Exercise goal:
Resume the commentary on the disputed Iraq–Iran maritime boundary below, writing on from its final sentence.

Both Sides Must Stop This Mad Confrontation, Now 21


There is no agreed maritime boundary between Iraq and Iran in the Persian Gulf. Until the current mad propaganda exercise of the last week, nobody would have found that in the least a controversial statement.

Let me quote, for example, from that well known far left source Stars and Stripes magazine, October 24 2006.

‘Bumping into the Iranians can’t be helped in the northern Persian Gulf, where the lines between Iraqi and Iranian territorial water are blurred, officials said.

“No maritime border has been agreed upon by the two countries,” Lockwood said.’

That is Royal Australian Navy Commodore Peter Lockwood. He is the Commander of the Combined Task Force in the Northern Persian Gulf.

I might even know something about it myself, having been Head of the Maritime Section of the Foreign and Commonwealth Office from 1989 to 1992, and having been personally responsible in the Embargo Surveillance Centre for getting individual real time clearance for the Royal Navy to board specific vessels in these waters.

Data shown:
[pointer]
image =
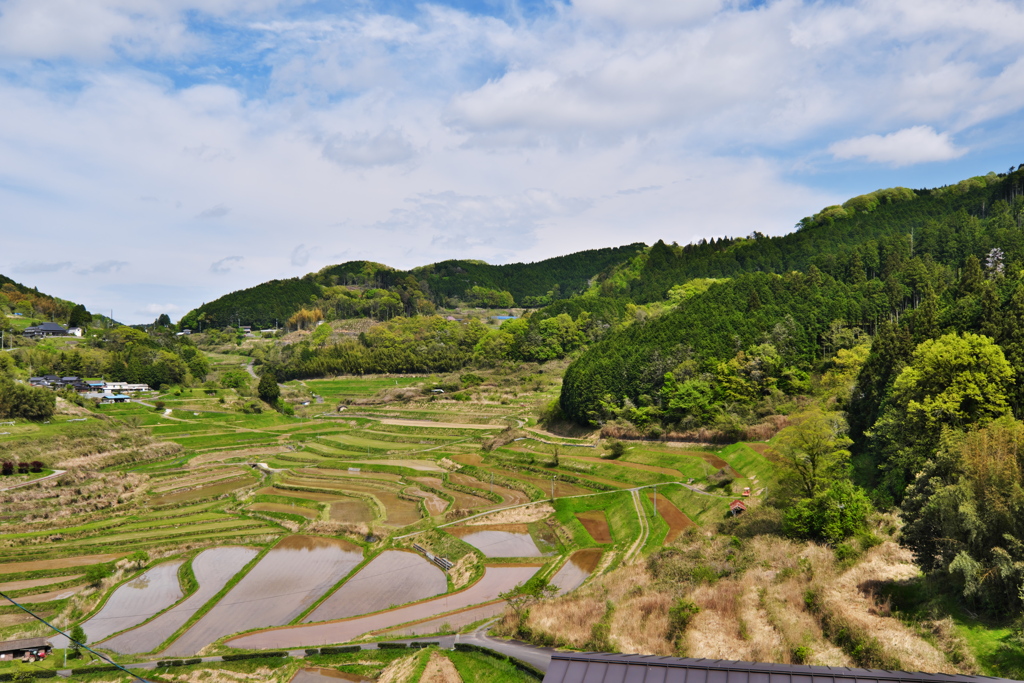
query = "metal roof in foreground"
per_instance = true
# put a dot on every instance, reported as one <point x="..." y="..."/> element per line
<point x="605" y="668"/>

Answer for the task:
As I feared, Blair adopted the stupid and confrontational approach of publishing maps ignoring the boundary dispute, thus claiming a very blurred situation is crystal clear and the Iranians totally in the wrong. This has in turn notched the Iranians up another twist in their own spiral of intransigence and stupidity.

Both the British and the Iranian governments are milking this for maximum propaganda value and playing to their respective galleries. Neither has any real care at all for either the British captives or the thousands who could die in Iran and Basra if this gets out of hand.

Tony Blair’s contempt for Middle Eastern lives has already been adequately demonstrated in Iraq and Lebanon. His lack of genuine concern for British servicemen demonstrated by his steadfast refusal to meet even one parent of a dead British serviceman or woman, killed in the wars he created. He is confronting an Iranian leadership with an equal lust for glory and lack of human concern.

It is essential now for both sides to back down. No solution is possible if either side continues to insist that the other is completely in the wrong and they are completely in the right. And the first step towards finding a peaceful way out, is to acknowledge the self-evident truth that maritime boundaries are disputed and problematic in this area.

Both sides can therefore accept that the other acted in good faith with regard to their view of where the boundary was. They can also accept that boats move about and all the coordinates given by either party were also in good faith. The captives should be immediately released and, to international acclamation, Iran and Iraq, which now are good neighbours, should appoint a joint panel of judges to arbitrate a maritime boundary and settle this boundary dispute.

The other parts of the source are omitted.